Write out the data that follows exactly, keeping every picture out.

▶ **DATA EXTRACT**:
========================

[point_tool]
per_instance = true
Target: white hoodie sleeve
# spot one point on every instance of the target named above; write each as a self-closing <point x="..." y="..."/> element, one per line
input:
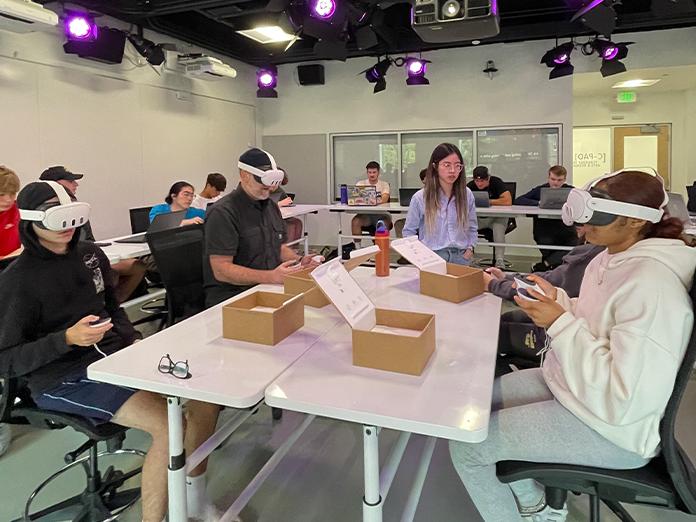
<point x="640" y="342"/>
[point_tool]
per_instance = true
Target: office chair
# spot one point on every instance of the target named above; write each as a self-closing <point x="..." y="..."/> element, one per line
<point x="178" y="253"/>
<point x="104" y="497"/>
<point x="668" y="481"/>
<point x="487" y="233"/>
<point x="140" y="219"/>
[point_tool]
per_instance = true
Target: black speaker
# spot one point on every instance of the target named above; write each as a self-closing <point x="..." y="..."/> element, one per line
<point x="107" y="48"/>
<point x="312" y="74"/>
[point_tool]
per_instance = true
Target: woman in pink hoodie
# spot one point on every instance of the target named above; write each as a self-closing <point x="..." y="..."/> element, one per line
<point x="613" y="356"/>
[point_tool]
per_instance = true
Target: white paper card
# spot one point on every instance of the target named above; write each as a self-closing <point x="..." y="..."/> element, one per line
<point x="380" y="328"/>
<point x="419" y="255"/>
<point x="345" y="293"/>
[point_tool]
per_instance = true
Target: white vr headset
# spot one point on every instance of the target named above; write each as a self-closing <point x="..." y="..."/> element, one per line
<point x="271" y="178"/>
<point x="64" y="215"/>
<point x="585" y="206"/>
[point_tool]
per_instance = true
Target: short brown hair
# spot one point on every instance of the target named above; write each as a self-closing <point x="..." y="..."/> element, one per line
<point x="559" y="170"/>
<point x="9" y="182"/>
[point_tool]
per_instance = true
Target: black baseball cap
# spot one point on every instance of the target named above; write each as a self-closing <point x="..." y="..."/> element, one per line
<point x="480" y="172"/>
<point x="57" y="173"/>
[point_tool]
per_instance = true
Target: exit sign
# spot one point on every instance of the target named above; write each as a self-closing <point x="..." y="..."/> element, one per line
<point x="627" y="97"/>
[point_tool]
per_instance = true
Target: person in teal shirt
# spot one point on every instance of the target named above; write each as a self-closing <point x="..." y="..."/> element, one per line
<point x="180" y="197"/>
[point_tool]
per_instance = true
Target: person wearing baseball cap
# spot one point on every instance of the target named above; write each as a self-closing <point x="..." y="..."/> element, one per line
<point x="245" y="234"/>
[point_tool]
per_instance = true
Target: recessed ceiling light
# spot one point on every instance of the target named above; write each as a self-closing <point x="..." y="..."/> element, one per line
<point x="628" y="84"/>
<point x="268" y="34"/>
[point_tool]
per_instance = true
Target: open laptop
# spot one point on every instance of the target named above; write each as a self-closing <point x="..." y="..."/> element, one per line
<point x="160" y="222"/>
<point x="553" y="198"/>
<point x="405" y="195"/>
<point x="676" y="207"/>
<point x="481" y="199"/>
<point x="362" y="195"/>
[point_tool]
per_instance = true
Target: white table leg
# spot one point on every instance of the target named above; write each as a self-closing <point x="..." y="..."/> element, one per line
<point x="176" y="473"/>
<point x="372" y="501"/>
<point x="417" y="487"/>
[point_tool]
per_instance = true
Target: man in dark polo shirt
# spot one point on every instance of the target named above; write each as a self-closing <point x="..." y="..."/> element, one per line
<point x="245" y="234"/>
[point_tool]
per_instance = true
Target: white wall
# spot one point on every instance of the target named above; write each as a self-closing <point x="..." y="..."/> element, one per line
<point x="123" y="126"/>
<point x="676" y="108"/>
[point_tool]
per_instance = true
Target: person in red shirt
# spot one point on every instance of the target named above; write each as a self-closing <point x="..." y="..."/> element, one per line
<point x="9" y="215"/>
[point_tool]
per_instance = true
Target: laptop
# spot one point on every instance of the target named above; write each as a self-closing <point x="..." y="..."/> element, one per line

========================

▶ **SOLUTION TO THIS TASK**:
[point_tool]
per_instance = true
Target: white hoodie sleeve
# spot one point on every instance of the target named above; write each as a self-closing <point x="..." y="..."/> element, one per line
input:
<point x="640" y="342"/>
[point_tool]
per_instance = true
Target: office chair
# spot one point on every instance of the target named above; write each as a self-closing <point x="..." y="..."/> element, one per line
<point x="178" y="253"/>
<point x="104" y="497"/>
<point x="668" y="481"/>
<point x="487" y="233"/>
<point x="140" y="219"/>
[point_tool]
per_instance = true
Target: black speaker
# spot one point on every instance of the target named above; write each as a self-closing <point x="..." y="..."/> element, one per line
<point x="107" y="48"/>
<point x="312" y="74"/>
[point_tool]
per_instance = true
Target: woman in pink hoodie
# spot one point on every instance of the target named above; write each as a self-closing <point x="..." y="..."/> element, one per line
<point x="613" y="356"/>
[point_tool]
per_instance = true
Target: white paper card
# spot one point on every instance of the target named above; write each as a self-closing <point x="..." y="..."/> element, one per line
<point x="380" y="328"/>
<point x="419" y="255"/>
<point x="345" y="293"/>
[point_tool]
per_instance = true
Target: white vr headset
# spot one point on every instance of the target named above; write each as a self-closing <point x="..." y="..."/> element, one per line
<point x="271" y="178"/>
<point x="64" y="215"/>
<point x="585" y="206"/>
[point_tool]
per_instance = true
Target: short brown hair
# spot one point on every instance of the target named above; write each as a self-closing <point x="..." y="..."/> element, one per line
<point x="559" y="170"/>
<point x="9" y="182"/>
[point_tool]
per_instance = true
Target: black baseball cap
# spot one point on every instance of the target named above; write each as a self-closing <point x="..." y="..."/> element, one per line
<point x="480" y="172"/>
<point x="57" y="173"/>
[point_tool]
per_instance = true
Target: exit sign
# spot one point on every instance of the target named above; write each as a self-closing <point x="..." y="..."/> element, one per line
<point x="627" y="97"/>
[point_tool]
per_instance = true
Target: person in teal shirt
# spot one point on every instance of the target named above; write each as a self-closing <point x="..." y="..."/> element, one per line
<point x="180" y="197"/>
[point_tool]
per_instance = true
Target: person wearing baseball cap
# spot one point on every instance of the target named above; write each as a self-closing <point x="..." y="..."/> element, one per line
<point x="245" y="234"/>
[point_tool]
per_instance = true
Target: recessed ceiling light
# spot one point on every instance of the target named above; write each as a self-closing <point x="..." y="..."/> element, one per line
<point x="628" y="84"/>
<point x="268" y="34"/>
[point_tool]
per_instance = true
Target: open laptop
# spot one point on every instance of the target named above; write each as a self-closing <point x="..." y="..."/> element, one per line
<point x="160" y="222"/>
<point x="553" y="198"/>
<point x="405" y="195"/>
<point x="676" y="207"/>
<point x="481" y="199"/>
<point x="362" y="195"/>
[point_tool]
per_instance = true
Target: white table leg
# spot one point on every instance of the target named above; write each as a self-closing <point x="..." y="..."/> element, one per line
<point x="176" y="473"/>
<point x="372" y="501"/>
<point x="417" y="487"/>
[point_tool]
per_instance = true
Target: man in dark polo shirt
# spot one point on every instance of the target named above; write each as a self-closing <point x="..." y="..."/> element, one per line
<point x="245" y="234"/>
[point_tool]
per_instance = true
Target: white wall
# spot one point on every instance of the target named above; write each as a self-closing <point x="..." y="..."/> element, one per line
<point x="123" y="126"/>
<point x="676" y="108"/>
[point_tool]
per_instance = true
Target: person in red shirt
# spot one point on every instance of the target named above; write each as a self-closing <point x="..." y="..."/> element, one per line
<point x="9" y="215"/>
[point_tool]
per_instance = true
Target: laptop
# spot one point on every instance of the target named above; write each as a self-closing <point x="..." y="..."/> element, one per line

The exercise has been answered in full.